**Exercise details:**
For the word "hedge", work out how many lines in the records below contain it and state that count alone.

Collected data
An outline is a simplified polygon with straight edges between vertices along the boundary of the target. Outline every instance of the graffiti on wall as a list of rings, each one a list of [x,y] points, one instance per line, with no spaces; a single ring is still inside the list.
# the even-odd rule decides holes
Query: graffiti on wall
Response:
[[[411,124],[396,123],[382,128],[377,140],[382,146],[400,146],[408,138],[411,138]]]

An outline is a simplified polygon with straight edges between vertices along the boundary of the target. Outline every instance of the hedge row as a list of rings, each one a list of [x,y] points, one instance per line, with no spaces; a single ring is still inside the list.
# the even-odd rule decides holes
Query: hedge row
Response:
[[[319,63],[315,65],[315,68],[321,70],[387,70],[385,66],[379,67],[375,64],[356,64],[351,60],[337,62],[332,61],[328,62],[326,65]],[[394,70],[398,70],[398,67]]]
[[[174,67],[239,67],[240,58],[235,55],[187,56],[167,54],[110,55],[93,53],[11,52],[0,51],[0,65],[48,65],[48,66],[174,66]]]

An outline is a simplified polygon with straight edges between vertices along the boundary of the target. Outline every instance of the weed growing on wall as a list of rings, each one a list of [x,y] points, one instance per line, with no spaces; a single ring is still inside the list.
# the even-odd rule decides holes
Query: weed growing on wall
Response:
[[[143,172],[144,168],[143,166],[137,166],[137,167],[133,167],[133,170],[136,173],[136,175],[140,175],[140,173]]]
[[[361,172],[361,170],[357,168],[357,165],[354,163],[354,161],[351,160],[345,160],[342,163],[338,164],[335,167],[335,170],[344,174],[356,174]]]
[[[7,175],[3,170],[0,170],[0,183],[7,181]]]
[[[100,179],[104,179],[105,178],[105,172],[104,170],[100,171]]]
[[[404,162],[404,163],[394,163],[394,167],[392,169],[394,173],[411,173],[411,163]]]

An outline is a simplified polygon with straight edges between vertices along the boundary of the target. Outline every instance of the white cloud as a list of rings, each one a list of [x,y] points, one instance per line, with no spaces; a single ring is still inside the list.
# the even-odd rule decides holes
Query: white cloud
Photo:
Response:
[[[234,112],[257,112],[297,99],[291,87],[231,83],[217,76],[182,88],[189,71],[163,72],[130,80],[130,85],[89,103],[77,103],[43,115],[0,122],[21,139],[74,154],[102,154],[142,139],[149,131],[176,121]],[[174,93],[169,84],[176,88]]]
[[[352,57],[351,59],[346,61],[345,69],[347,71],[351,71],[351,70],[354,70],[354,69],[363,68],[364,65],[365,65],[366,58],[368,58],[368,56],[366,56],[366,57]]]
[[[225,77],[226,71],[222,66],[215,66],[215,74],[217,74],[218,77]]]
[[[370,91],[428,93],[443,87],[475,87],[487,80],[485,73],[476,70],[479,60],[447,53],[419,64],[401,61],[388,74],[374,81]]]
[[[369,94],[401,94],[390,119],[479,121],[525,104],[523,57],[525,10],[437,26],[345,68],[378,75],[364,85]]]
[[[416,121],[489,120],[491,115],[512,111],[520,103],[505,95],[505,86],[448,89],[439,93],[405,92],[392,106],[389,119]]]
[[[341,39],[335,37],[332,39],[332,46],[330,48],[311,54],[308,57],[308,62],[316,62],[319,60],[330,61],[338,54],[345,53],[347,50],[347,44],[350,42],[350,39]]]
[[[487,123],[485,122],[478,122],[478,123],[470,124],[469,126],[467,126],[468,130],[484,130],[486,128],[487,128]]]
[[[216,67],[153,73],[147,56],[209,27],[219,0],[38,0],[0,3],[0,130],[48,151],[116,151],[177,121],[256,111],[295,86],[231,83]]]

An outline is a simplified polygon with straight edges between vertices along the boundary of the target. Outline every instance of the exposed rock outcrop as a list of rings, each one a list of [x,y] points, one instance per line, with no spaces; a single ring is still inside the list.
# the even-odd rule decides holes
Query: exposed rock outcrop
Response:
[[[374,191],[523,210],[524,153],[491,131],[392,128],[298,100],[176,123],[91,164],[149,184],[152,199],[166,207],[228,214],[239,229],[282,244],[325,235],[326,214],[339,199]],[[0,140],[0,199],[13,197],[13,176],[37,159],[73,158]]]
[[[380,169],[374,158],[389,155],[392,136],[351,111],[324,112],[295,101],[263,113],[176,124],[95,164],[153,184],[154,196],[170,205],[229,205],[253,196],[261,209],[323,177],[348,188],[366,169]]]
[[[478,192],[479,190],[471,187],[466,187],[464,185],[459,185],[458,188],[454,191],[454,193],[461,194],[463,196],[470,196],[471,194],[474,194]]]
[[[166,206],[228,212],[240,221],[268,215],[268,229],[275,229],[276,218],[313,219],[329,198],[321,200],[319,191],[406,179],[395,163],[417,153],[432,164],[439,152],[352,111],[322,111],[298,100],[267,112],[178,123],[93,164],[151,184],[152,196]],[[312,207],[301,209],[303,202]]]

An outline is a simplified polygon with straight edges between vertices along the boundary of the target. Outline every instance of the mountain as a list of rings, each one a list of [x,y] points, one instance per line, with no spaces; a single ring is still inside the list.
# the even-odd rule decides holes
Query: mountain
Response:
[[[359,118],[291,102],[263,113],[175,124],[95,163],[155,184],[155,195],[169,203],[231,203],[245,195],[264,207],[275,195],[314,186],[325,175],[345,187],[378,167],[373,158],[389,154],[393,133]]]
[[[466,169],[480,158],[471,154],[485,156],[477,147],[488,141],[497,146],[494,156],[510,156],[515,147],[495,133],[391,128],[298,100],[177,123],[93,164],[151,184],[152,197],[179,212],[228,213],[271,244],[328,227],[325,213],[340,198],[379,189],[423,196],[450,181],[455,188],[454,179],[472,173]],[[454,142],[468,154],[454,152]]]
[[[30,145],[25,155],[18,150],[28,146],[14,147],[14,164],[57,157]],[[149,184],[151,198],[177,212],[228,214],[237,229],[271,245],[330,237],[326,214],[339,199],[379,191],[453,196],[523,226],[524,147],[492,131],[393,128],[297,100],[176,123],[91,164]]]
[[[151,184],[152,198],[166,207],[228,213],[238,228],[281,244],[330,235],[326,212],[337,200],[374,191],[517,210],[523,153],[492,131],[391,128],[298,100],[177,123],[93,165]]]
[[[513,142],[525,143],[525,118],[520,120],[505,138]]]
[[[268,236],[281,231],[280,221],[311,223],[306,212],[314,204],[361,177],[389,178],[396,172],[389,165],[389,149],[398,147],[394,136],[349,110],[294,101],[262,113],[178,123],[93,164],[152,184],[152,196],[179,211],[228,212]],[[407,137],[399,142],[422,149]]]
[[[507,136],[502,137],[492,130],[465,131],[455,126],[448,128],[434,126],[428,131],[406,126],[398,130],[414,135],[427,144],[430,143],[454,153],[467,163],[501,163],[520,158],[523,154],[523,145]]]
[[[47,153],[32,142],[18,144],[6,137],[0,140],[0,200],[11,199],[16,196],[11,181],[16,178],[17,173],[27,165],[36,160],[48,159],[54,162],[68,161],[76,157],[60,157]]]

* * *

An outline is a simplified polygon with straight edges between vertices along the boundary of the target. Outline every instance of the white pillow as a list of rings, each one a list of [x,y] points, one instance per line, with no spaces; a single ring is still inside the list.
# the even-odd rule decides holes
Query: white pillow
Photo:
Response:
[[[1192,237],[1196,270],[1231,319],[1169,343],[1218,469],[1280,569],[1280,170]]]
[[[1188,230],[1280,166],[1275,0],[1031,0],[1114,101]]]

---

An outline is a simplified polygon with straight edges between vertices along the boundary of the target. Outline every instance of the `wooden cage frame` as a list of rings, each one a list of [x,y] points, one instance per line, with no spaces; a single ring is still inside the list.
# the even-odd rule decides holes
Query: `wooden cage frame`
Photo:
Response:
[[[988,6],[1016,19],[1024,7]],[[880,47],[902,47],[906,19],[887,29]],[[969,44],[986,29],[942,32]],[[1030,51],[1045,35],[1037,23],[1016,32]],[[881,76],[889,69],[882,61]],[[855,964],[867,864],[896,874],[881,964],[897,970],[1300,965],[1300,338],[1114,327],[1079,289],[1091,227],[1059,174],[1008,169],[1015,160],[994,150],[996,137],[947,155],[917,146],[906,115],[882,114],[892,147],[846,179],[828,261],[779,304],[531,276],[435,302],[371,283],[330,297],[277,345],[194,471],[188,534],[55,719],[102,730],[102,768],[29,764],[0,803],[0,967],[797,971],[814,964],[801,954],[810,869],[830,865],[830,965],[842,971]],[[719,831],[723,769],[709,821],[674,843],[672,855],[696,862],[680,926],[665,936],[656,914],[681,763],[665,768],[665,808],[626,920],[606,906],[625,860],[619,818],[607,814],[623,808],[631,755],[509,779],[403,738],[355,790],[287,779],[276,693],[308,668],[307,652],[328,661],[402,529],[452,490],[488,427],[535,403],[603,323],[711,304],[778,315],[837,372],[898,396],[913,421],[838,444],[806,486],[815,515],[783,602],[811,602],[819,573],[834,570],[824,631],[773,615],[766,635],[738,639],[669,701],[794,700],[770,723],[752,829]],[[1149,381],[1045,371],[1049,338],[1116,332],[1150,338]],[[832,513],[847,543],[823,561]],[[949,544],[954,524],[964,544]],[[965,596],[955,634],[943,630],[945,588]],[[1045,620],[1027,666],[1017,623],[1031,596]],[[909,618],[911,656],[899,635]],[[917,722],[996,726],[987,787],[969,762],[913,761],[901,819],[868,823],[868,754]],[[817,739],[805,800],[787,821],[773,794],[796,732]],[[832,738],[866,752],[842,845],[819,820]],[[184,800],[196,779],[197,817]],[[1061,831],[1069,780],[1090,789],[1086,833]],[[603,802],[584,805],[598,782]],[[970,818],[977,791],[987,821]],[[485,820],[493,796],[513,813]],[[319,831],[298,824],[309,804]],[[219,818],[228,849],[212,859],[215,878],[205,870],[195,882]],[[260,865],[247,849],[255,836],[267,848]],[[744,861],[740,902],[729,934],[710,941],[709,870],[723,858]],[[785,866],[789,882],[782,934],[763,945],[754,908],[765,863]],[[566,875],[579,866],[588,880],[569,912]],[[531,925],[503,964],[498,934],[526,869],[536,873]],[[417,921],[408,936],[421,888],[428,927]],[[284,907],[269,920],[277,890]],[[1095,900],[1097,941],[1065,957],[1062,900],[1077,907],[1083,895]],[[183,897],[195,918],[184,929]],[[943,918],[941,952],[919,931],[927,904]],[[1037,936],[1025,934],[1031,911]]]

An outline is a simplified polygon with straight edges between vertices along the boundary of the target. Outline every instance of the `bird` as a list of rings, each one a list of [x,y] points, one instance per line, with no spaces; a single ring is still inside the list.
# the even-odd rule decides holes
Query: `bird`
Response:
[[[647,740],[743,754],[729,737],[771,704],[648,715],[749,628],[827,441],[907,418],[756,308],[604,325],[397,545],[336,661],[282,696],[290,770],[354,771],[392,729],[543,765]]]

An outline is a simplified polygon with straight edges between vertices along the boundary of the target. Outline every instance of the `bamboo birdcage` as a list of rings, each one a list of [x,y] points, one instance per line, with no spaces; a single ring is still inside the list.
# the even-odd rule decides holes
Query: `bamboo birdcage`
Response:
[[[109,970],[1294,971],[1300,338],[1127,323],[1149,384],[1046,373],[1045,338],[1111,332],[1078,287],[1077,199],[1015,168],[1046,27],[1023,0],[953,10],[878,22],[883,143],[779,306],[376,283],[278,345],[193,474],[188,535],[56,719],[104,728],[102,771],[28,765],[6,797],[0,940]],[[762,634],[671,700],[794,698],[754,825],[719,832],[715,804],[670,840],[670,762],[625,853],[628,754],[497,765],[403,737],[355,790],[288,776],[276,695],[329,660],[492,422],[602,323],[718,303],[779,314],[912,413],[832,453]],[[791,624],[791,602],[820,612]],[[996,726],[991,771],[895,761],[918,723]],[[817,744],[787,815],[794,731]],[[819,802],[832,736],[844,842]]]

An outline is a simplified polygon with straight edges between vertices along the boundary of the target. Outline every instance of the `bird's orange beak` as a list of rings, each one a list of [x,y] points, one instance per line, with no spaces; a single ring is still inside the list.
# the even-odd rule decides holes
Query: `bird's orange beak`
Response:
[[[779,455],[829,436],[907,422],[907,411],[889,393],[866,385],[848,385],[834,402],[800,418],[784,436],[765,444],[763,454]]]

**Answer to this task:**
2